▶ Directions for this task:
Copy out, exactly as given, every line from the line with "large flat boulder." to the end of the listing, both of those lines included.
----- Dataset excerpts -----
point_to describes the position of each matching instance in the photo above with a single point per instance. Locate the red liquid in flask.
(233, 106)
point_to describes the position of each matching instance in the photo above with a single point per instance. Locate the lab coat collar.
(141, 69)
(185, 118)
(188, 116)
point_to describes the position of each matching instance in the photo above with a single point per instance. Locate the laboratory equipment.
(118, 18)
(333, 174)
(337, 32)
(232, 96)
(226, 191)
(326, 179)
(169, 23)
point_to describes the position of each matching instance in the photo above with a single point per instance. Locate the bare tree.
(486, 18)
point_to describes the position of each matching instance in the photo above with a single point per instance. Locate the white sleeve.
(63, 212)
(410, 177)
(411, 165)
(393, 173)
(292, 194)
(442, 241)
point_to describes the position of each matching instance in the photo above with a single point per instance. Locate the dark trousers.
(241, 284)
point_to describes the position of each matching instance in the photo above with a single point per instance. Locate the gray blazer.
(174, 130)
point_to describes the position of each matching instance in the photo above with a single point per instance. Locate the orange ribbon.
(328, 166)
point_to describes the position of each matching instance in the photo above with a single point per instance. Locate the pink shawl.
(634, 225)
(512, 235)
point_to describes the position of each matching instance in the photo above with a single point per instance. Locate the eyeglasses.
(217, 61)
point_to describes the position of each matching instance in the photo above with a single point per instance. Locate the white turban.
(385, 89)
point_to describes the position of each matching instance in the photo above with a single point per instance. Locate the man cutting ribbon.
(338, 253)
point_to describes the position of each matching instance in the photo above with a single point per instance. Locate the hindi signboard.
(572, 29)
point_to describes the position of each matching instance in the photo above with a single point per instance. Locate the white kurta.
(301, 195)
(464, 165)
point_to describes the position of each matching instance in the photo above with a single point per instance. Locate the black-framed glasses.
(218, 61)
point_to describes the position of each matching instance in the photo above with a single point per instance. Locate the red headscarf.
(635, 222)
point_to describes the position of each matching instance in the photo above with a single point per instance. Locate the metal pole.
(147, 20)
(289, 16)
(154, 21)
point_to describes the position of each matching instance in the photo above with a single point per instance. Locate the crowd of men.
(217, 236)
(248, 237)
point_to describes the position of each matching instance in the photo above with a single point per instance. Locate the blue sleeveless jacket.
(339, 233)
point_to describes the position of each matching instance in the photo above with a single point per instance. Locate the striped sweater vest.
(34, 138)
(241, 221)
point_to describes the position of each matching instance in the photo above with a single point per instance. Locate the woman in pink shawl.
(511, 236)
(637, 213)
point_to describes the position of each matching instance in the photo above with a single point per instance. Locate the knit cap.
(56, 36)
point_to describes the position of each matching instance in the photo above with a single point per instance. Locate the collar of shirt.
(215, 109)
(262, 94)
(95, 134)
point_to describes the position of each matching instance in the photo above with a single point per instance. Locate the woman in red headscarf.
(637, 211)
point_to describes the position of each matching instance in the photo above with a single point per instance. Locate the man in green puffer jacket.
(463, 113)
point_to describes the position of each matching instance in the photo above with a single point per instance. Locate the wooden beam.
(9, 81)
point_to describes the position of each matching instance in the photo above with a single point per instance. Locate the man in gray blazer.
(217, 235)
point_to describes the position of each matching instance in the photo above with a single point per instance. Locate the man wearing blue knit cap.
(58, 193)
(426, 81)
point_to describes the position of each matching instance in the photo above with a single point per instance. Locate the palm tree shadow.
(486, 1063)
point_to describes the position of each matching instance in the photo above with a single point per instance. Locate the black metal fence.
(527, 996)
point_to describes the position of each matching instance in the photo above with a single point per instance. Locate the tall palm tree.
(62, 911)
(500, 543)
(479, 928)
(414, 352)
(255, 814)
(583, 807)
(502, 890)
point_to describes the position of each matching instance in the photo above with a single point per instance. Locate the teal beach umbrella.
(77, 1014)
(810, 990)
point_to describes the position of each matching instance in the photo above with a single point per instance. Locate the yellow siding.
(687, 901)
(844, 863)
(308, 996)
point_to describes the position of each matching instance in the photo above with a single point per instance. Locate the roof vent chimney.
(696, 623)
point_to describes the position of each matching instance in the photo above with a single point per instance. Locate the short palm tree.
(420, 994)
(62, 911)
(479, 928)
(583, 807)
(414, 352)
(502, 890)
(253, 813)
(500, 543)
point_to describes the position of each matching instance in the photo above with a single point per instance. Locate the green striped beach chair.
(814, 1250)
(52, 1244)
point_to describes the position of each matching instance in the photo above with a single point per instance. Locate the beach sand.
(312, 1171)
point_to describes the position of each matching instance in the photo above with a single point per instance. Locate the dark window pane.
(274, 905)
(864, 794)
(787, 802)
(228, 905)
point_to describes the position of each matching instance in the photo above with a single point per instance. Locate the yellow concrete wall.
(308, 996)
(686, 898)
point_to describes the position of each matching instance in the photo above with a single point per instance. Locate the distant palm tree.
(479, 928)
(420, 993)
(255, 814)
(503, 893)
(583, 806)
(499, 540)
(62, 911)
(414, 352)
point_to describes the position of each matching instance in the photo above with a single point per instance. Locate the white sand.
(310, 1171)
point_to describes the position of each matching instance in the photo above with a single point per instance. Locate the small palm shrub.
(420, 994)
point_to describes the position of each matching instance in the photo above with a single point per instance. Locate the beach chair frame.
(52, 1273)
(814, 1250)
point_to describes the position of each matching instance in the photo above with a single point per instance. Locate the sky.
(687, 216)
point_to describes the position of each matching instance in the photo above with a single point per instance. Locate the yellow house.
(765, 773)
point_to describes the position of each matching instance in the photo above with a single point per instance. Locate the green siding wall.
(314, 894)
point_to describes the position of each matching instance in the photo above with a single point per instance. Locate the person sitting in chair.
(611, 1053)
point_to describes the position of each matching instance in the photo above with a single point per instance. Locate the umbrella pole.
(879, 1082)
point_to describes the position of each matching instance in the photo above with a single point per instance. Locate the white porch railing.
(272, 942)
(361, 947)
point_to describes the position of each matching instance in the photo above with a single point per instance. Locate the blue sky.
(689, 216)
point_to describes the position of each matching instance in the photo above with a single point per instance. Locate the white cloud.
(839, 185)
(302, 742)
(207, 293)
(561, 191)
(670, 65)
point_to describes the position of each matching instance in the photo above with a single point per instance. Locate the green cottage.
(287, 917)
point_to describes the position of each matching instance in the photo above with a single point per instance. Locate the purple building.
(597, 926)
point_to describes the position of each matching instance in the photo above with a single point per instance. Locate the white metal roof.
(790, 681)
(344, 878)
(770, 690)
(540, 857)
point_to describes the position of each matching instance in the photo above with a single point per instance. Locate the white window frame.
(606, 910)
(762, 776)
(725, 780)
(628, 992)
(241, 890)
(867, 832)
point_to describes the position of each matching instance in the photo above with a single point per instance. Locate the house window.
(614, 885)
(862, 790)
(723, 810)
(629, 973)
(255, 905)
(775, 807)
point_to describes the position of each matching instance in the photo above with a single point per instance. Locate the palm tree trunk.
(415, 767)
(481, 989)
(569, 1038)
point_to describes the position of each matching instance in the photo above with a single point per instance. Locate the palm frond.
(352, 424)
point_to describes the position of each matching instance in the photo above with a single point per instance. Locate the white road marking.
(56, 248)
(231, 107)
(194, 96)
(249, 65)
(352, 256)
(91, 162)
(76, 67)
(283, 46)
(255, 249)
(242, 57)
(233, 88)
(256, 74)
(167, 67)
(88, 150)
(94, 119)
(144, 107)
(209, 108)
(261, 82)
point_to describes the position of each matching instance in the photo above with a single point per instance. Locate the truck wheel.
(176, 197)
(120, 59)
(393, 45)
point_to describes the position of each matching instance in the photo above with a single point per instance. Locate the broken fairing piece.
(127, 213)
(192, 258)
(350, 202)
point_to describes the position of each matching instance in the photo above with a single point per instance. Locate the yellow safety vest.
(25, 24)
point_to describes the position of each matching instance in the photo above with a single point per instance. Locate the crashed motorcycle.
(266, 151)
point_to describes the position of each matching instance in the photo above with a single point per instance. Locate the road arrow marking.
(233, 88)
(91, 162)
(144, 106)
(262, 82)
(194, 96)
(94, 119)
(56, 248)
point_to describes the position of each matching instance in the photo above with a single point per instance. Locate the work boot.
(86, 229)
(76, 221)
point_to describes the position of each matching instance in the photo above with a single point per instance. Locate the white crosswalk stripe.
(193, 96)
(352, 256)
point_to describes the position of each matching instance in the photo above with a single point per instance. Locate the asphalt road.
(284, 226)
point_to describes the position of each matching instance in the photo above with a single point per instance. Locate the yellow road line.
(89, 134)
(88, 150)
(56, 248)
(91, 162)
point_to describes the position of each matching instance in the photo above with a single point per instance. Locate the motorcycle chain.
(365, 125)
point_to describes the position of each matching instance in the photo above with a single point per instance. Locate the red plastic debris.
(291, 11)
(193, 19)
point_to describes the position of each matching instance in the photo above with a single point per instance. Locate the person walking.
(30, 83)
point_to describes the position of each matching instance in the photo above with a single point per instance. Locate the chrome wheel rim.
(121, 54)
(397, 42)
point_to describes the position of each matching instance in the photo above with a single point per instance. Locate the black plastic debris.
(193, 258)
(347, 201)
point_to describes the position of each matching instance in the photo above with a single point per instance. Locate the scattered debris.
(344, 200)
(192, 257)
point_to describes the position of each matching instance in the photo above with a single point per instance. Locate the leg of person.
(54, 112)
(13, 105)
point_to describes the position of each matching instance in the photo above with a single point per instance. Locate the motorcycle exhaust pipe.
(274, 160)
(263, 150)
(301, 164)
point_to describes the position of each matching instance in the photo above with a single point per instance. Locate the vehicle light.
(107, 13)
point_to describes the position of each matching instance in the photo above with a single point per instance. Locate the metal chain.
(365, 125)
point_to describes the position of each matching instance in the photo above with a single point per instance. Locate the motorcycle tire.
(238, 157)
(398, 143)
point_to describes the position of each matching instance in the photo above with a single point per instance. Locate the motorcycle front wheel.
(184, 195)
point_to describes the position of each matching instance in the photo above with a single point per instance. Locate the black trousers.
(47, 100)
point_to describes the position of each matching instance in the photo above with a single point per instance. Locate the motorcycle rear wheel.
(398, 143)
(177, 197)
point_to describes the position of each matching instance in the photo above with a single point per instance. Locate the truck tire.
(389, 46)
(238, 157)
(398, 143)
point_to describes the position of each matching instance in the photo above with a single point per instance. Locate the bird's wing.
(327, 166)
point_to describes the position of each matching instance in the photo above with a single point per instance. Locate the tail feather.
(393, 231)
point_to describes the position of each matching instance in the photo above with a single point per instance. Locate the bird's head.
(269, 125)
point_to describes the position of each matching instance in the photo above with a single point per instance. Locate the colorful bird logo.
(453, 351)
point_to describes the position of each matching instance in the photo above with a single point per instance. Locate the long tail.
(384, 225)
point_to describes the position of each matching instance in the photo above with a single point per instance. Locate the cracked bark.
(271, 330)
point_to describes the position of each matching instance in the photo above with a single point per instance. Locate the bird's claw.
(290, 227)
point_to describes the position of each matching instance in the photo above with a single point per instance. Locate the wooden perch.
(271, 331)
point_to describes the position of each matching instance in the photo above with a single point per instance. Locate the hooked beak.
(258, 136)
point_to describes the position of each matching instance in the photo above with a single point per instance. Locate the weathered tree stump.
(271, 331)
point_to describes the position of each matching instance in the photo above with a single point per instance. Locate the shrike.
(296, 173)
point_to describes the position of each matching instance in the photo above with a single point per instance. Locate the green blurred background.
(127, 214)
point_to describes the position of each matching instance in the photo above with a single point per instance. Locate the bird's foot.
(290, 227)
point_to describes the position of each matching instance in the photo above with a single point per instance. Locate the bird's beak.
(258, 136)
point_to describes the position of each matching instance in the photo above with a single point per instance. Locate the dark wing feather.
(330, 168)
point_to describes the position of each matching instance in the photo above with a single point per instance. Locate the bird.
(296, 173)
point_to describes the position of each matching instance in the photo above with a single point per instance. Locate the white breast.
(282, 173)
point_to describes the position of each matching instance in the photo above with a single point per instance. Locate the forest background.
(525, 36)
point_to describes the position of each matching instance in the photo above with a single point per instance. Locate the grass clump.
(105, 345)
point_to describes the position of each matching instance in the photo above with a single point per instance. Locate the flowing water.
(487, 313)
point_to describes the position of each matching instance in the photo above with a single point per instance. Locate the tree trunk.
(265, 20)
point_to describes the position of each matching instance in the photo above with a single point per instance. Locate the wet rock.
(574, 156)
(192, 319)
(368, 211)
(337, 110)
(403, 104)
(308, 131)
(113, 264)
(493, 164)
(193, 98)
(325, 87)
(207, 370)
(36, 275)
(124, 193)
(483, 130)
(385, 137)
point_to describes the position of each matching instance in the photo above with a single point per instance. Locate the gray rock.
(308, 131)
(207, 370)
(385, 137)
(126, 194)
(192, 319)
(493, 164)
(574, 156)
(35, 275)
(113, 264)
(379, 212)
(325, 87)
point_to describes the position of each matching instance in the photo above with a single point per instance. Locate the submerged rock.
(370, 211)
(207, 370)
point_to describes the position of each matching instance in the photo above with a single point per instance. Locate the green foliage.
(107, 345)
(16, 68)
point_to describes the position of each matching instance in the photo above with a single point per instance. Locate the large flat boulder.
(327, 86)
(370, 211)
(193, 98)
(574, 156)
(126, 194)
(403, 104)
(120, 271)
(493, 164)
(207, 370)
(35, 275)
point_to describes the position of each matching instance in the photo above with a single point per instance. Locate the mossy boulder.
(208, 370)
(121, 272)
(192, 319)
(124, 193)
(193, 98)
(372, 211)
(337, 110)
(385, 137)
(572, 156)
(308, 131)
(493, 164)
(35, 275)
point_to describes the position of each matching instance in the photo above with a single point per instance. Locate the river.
-----
▶ Exercise solution:
point_to describes the position of each matching instance in the photo above with a single point per instance. Locate the large flat boulder.
(327, 86)
(370, 211)
(193, 98)
(574, 156)
(126, 194)
(403, 104)
(120, 271)
(493, 164)
(207, 370)
(35, 275)
point_to describes the position of each matching instance in the photo above with a single point per instance. Locate the mossy boulder.
(208, 370)
(121, 272)
(192, 319)
(124, 193)
(193, 98)
(372, 211)
(337, 110)
(385, 137)
(572, 156)
(308, 131)
(493, 164)
(35, 275)
point_to describes the position of each matching instance in the photo above with a single point per instance. Locate the river.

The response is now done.